§ **Exercise prompt**
The result should be all the records, exact and complete, without a single picture.

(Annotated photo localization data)
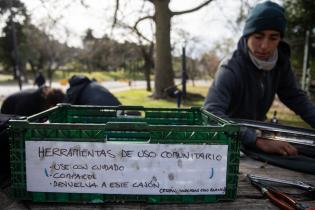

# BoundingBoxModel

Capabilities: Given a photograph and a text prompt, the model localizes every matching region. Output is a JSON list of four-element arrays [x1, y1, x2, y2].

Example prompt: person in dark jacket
[[64, 75, 121, 106], [34, 71, 46, 88], [204, 1, 315, 156], [1, 86, 65, 116]]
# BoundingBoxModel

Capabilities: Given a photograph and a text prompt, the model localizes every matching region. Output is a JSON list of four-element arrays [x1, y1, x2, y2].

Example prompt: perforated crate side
[[8, 105, 240, 204]]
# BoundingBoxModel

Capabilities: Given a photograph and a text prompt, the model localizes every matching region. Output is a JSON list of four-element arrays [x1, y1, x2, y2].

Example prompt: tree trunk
[[153, 0, 174, 98], [144, 65, 151, 91], [141, 44, 154, 92], [28, 60, 37, 76]]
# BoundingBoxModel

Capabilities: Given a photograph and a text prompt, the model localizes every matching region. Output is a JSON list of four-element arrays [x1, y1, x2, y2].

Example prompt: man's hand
[[256, 138, 298, 156]]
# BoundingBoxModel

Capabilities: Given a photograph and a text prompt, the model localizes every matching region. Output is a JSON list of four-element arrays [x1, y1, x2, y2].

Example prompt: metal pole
[[301, 30, 310, 95], [9, 0, 22, 90], [181, 47, 187, 98]]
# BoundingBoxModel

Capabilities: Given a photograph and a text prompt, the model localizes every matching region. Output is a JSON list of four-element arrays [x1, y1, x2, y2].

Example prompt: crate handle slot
[[117, 105, 145, 110], [105, 122, 149, 129], [104, 135, 151, 143], [116, 110, 145, 118]]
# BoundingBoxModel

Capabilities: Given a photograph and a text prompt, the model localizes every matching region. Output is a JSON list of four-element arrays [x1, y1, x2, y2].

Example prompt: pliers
[[247, 175, 308, 210]]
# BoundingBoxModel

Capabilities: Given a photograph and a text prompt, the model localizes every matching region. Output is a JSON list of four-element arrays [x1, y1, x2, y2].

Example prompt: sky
[[19, 0, 282, 58]]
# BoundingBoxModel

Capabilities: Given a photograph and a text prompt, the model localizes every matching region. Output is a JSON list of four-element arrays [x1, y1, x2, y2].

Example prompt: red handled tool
[[247, 174, 308, 210]]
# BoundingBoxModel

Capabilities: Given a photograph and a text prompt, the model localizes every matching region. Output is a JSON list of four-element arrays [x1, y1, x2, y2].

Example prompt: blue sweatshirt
[[64, 75, 121, 106]]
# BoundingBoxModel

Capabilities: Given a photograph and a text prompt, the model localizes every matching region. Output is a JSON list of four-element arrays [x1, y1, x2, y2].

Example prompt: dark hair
[[42, 87, 65, 109]]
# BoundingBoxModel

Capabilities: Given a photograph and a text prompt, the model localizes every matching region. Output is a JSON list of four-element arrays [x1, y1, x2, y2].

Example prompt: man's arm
[[204, 64, 236, 118], [277, 63, 315, 128], [256, 138, 298, 156], [204, 65, 259, 149]]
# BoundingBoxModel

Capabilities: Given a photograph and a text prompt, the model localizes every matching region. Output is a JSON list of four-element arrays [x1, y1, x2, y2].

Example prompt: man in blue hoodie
[[64, 75, 121, 106], [204, 1, 315, 156]]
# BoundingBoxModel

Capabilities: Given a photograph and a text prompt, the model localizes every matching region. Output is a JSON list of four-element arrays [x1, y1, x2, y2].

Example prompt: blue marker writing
[[209, 168, 214, 179], [44, 168, 49, 177]]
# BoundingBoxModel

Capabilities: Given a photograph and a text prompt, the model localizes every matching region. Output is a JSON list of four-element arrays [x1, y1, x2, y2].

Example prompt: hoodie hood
[[64, 75, 91, 104]]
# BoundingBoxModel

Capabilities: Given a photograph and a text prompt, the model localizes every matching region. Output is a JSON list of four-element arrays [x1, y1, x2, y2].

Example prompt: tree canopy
[[112, 0, 214, 98], [283, 0, 315, 75]]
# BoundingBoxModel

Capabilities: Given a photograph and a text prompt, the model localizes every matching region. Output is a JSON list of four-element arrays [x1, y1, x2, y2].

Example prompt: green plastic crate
[[9, 104, 240, 204]]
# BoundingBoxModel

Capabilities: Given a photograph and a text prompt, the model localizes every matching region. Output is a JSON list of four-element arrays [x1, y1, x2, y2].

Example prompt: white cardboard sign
[[25, 141, 228, 195]]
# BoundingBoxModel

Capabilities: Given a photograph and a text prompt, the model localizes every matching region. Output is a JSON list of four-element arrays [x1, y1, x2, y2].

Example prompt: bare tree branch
[[116, 19, 152, 43], [110, 0, 154, 43], [139, 0, 146, 13], [79, 0, 89, 8], [215, 1, 239, 33], [134, 15, 154, 29], [171, 0, 214, 16], [133, 25, 151, 43], [112, 0, 120, 29]]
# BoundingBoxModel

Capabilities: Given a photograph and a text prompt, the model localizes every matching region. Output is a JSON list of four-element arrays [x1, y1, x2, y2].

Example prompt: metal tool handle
[[248, 174, 315, 192]]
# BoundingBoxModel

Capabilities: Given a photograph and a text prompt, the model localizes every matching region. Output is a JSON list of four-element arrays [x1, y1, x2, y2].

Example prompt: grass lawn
[[0, 70, 145, 84], [116, 85, 207, 108], [267, 99, 310, 128], [0, 74, 15, 83]]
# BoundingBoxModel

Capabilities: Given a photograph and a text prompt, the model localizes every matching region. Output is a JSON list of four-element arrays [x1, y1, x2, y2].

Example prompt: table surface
[[1, 155, 315, 210]]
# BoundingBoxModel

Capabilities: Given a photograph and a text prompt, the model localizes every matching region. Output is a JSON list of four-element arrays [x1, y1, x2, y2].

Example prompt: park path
[[0, 80, 146, 101], [0, 80, 210, 101]]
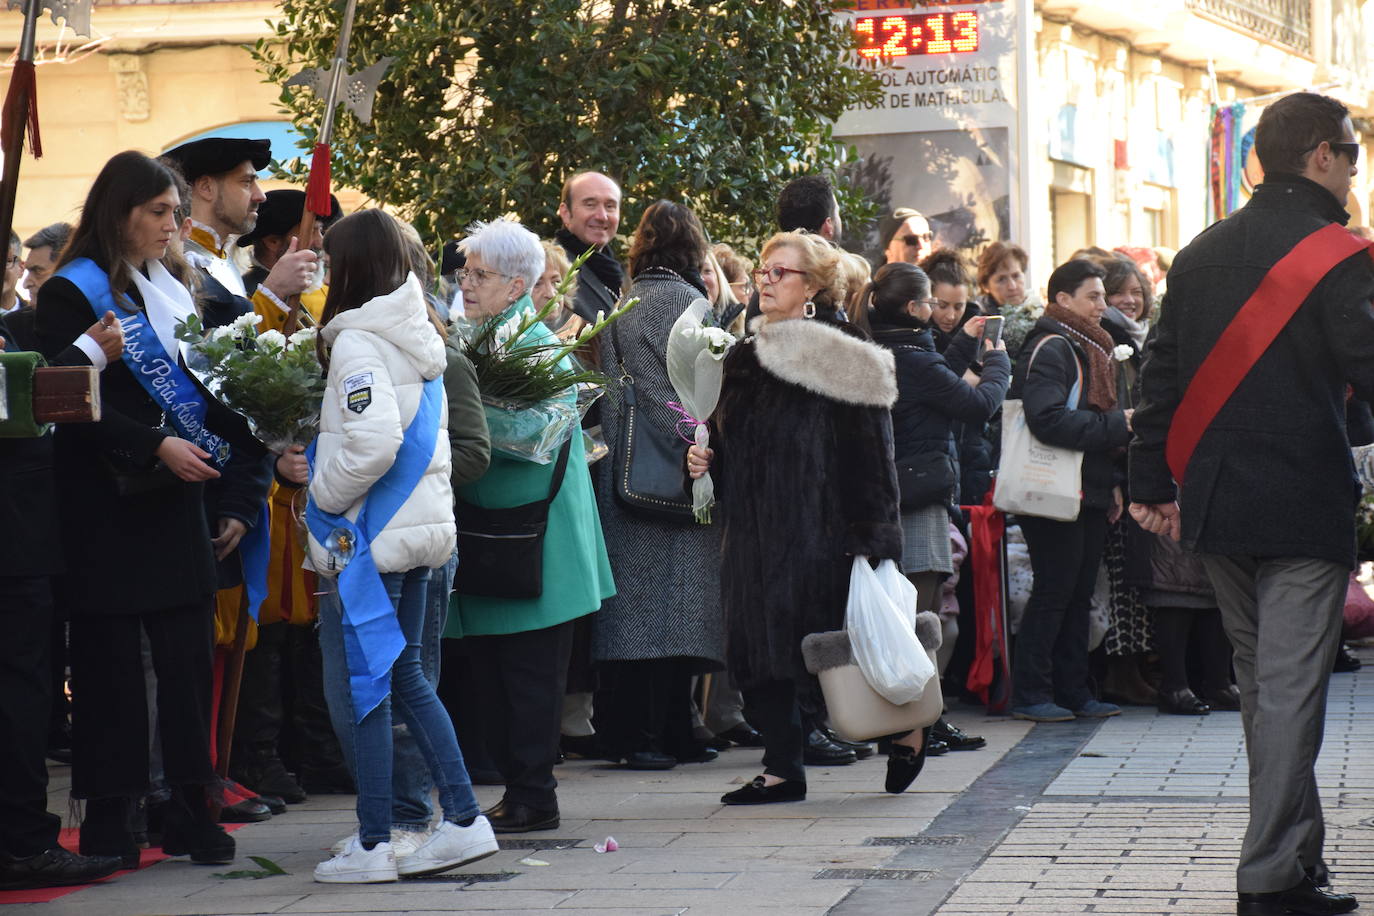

§ **Written answer**
# BoundingBoxModel

Capabilities: Given a photograph and a text prompt, the model localizes every matching region. Output is a JSON list of four-element arrays [x1, y1, x2, y2].

Example prompt: person in dark jacket
[[64, 75, 121, 106], [34, 71, 46, 88], [204, 1, 315, 156], [1, 86, 65, 116]]
# BoundingBoxModel

Capabilities: Given a photograph and a text prompt, the model localizes every matching region. Output is a JSON list of four-element arrays [x1, y1, x2, y2].

Example prompt: perforated crate side
[[8, 105, 240, 204]]
# BoundingBoxModel

Capabilities: Given a photograph and a text prompt, the model localizes every matching region. Output is a JSON list of four-element arrays [x1, y1, x2, y2].

Example prompt: tree trunk
[[153, 0, 174, 98], [144, 65, 151, 91], [141, 44, 154, 92], [28, 60, 37, 76]]
# BoundingBoxModel

Capabilities: Given a photograph and a text prompt, the model localizes every matching region. Output is a JSON list of four-element arrays [x1, y1, x2, y2].

Example prompt: man's hand
[[256, 138, 298, 156]]
# BoundingBoxModel

Capabilities: Given a photograph and a text prompt, the model localizes every matching region. Output is a JSON list of four-element arrays [x1, y1, x2, y2].

Example prompt: metal pole
[[301, 30, 310, 95], [9, 0, 22, 90], [181, 47, 187, 98]]
# BoundingBoxModel

Capabilities: Given a photograph and a text prompt, the model localizes every matching region. Output is a JSON list of four-element arrays [x1, y1, x2, y2].

Example prompt: crate handle slot
[[117, 105, 145, 110], [105, 122, 149, 129], [104, 135, 151, 143], [116, 110, 145, 118]]
# BoundingBoxModel

Capabilities: Given a photograph and a text prompt, the model localizes every matching region. Output is a JSON list of four-element arrays [x1, y1, x2, y2].

Example prompt: pliers
[[247, 175, 308, 210]]
# BoundingBoxModel

Capabilities: Given a photograph and a text prompt, the model localizes every matching region. Output is a JSON list of four-element arrays [x1, y1, x2, y2].

Example prompt: sky
[[19, 0, 282, 58]]
# BoundingBoxModel

Capabilities: Given a photograph and a text prompt, the model localizes every matching region. Output is a JSON list of four-element arrays [x1, y1, x2, y2].

Example prompt: red handled tool
[[247, 174, 308, 210]]
# BoundingBoxModel

Capabilities: Given a photograph and a text prompt, the model localizes every matching region. Output is a JSON list of four-element arrays [x1, y1, x2, y2].

Example prompt: blue sweatshirt
[[64, 75, 121, 106]]
# BoundingBoxModel

Capabilities: Given a photograph and a text prompt, the model localizes every matching region. Output is a JSON list of four-element arrays [x1, y1, x2, y2].

Example prompt: dark hair
[[42, 87, 65, 109]]
# BoundingBoxModel

Capabilities: Given a photograph and a text prompt, the model localizes every matching region. Output is a JSON list of four-element arrays [x1, y1, x2, y2].

Example prompt: man's arm
[[204, 64, 236, 118], [277, 63, 315, 128], [256, 138, 298, 156], [204, 65, 259, 149]]
# BoundingBoxModel

Capabilities: Given a photograph and a text prompt, the model localizes every matching region. Output is a JSON list of four-element arrays [x1, y1, x2, y2].

Example prompt: man in blue hoodie
[[64, 75, 121, 106], [204, 1, 315, 156]]
# BoundingBoxModel

Capabilities: Given a photograph and a text prompt, the model localizes every matching region. Output is a JSON list of four-element arrays [x1, y1, x2, y2].

Example prompt: blue marker writing
[[209, 168, 214, 179], [44, 168, 49, 177]]
# BoundingBoxModel

Capabilities: Given a photograph and a text prompt, the model localizes every matching region. Output is a JSON list of four-element arrays [x1, y1, x2, y2].

Example prompt: hoodie hood
[[64, 75, 91, 104]]
# BoundingBoxModel

Capabilities: Given a photograph and a text prompt, the model localizes every matching region. Output is a JSON list of four-element arrays [x1, y1, x2, y2].

Example prompt: tree canopy
[[112, 0, 214, 98], [283, 0, 315, 75]]
# BoundingBoxModel

Capabilities: Given a photograph and a text prompt, the model localizes every matching region. Output is a JSON list of four-element arrays [x1, y1, x2, y2].

Example prompt: green plastic crate
[[9, 104, 240, 204]]
# BoundingBoxModel

Capabilities: Given a photograph and a text prompt, the model localizes every matching region. Output is a JSON list of four-element arrays [x1, y1, x2, y2].

Example prompt: white cardboard sign
[[25, 141, 228, 195]]
# BoundingBoxModel

Capabilities: Given a photograph and a text prompt, the model localizes every matching region. Output is a JSON list of four-element arrays [x1, y1, x2, y2].

Example prompt: bare tree branch
[[116, 19, 152, 43], [110, 0, 154, 43], [139, 0, 146, 13], [79, 0, 89, 8], [215, 1, 239, 33], [134, 15, 154, 29], [171, 0, 214, 16], [133, 25, 151, 43], [112, 0, 120, 29]]
# BoundingBoxModel

Capabilities: Given a photograph and a text prompt, the model localizes every matching region. Output is a JSON list of four-element arrays [x1, y1, x2, y2].

Example prompt: metal tool handle
[[248, 174, 315, 192]]
# BoundingBoxModel

Capabilities: Given a photograph and a text prompt, the model localizes every matching region. Output is a JSON list of four-element arrays [x1, y1, x2, y2].

Example prompt: grass lawn
[[0, 70, 145, 84], [116, 85, 207, 108], [267, 99, 310, 128], [0, 74, 15, 83]]
# BoundingBoxModel

Capabilities: Given a photograph and a text prompt, the model localizes every matching region. Output is a JSON list of four-element arrays [x1, y1, x2, y2].

Example prompt: table surface
[[1, 155, 315, 210]]
# BoundingBoxModel

Capabilities: Given a photograph and a text prompt, the model localizes every matching region. Output is a JSON list of four-element arrays [x1, y1, x2, y2].

Example prompt: park path
[[0, 80, 146, 101], [0, 80, 210, 101]]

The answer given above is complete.